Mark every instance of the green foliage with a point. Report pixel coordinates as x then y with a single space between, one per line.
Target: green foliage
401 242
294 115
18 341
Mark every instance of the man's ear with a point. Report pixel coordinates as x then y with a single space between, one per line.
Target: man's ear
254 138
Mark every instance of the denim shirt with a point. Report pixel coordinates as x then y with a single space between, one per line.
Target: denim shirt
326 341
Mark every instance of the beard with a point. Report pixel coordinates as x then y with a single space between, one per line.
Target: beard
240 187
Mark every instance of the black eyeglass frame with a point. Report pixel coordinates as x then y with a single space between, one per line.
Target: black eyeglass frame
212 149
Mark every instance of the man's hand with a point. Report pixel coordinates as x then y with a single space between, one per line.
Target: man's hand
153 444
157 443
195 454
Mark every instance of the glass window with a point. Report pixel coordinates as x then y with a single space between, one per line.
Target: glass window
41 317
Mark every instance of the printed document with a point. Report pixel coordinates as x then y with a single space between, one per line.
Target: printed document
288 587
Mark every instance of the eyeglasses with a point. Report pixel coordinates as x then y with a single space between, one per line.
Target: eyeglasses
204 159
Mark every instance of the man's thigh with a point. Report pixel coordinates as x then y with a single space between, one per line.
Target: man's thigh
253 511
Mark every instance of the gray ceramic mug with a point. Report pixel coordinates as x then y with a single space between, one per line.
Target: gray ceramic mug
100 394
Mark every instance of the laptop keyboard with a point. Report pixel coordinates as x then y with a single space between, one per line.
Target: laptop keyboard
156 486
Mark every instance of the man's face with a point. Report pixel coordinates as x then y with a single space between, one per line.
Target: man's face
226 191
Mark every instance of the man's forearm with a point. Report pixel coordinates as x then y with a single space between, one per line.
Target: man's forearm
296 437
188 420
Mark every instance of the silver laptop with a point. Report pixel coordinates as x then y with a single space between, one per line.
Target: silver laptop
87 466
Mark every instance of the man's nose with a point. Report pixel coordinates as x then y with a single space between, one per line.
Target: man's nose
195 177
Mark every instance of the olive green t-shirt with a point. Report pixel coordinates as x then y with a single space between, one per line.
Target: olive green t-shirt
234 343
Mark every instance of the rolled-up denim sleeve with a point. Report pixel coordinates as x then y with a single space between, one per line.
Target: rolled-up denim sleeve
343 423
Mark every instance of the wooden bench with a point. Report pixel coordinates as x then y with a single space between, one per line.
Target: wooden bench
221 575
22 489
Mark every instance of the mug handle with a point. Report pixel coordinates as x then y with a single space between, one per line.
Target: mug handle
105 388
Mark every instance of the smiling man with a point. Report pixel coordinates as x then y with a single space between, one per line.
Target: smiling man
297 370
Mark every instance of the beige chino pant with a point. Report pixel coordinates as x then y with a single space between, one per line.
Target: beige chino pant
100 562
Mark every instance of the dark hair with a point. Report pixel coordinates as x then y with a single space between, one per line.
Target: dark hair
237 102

:::

- **WORK TO BE COMPLETED**
Make an exact copy of the records.

- **TASK RESPONSE**
Mark every instance of the green foliage with a point. Report pixel coordinates as x then y with a single space between, one per line.
Target: green foliage
401 242
294 115
18 341
Mark every instance of the man's ear with a point. Report pixel coordinates as x then y with a single space between, one per line.
Target: man's ear
254 138
Mark every instance of the denim shirt with a point. Report pixel coordinates as x then y with a single space between, one per line.
Target: denim shirt
326 341
Mark every instance of the beard with a point. Report pixel coordinates as x then y with a single space between, one per line.
Target: beard
240 187
Mark every instance of the black eyeglass frame with a point. Report pixel coordinates as x then y with a single space between, one per line.
Target: black eyeglass frame
212 149
Mark every instance of the man's hand with a point. Report pixel coordinates as x then y with a single space between, one per line.
Target: man's hand
153 444
157 443
195 454
Mark every instance of the glass window with a point. Report pixel coordinates as x then y with a single space between, one per line.
Target: glass window
41 317
Mark every instance of the printed document with a point. Report pixel coordinates as x then y with a single space between, one per line.
Target: printed document
288 587
Mark every instance of the eyeglasses with a point. Report pixel coordinates as x then y with a single space between, one per line.
Target: eyeglasses
204 159
Mark every instance of the man's thigh with a point. Report pixel coordinates as x then y with a single space between, one per line.
Target: man's thigh
253 511
Mark every instance of the gray ceramic mug with a point. Report pixel coordinates as x then y with a single space between, one per line.
Target: gray ceramic mug
100 394
Mark every instance of the laptop keyboard with a point. Report pixel coordinates as x then y with a single space between, one per line.
Target: laptop keyboard
156 486
Mark every instance of the man's face with a point. Report pixel coordinates as x then y with a single space between, one per line.
Target: man's face
226 191
Mark every instance of the man's forearm with a point. Report pixel coordinates as x then y with a single space between, one per line.
Target: man's forearm
296 437
188 420
Mark every instance of the silver laptop with a point. Report pixel coordinates as x then y with a single space between, one per line.
Target: silver laptop
87 466
Mark every instance of the man's nose with a point. Report pixel coordinates as x then y with a single space between, one per line.
Target: man's nose
195 177
Mark every instance of the olive green t-shirt with a point. Report pixel coordinates as x then y with a single space between, one per line.
Target: olive green t-shirt
234 343
Mark every instance of the rolled-up denim sleeve with a point. Report pixel coordinates as x then y with a single space between, one per line.
Target: rolled-up denim sleeve
343 423
Mark every instance of the wooden bench with a point. Report pixel coordinates as x then y with a single space between, one per line.
Target: wooden bench
221 575
22 489
Mark every instance of the mug handle with a point. Report pixel coordinates as x then y with a single space between, one per line.
Target: mug handle
105 388
Mark every instance of the smiling man with a point. Report pixel coordinates as x then y with a single space between, one per line.
Target: smiling man
297 370
Mark every instance of the beige chino pant with a point. Report pixel coordinates as x then y with a single space between, one per line.
Target: beige chino pant
100 562
Mark every instance of the dark hair with a point. Report pixel coordinates as x then y with a single space between, one per line.
Target: dark hair
237 102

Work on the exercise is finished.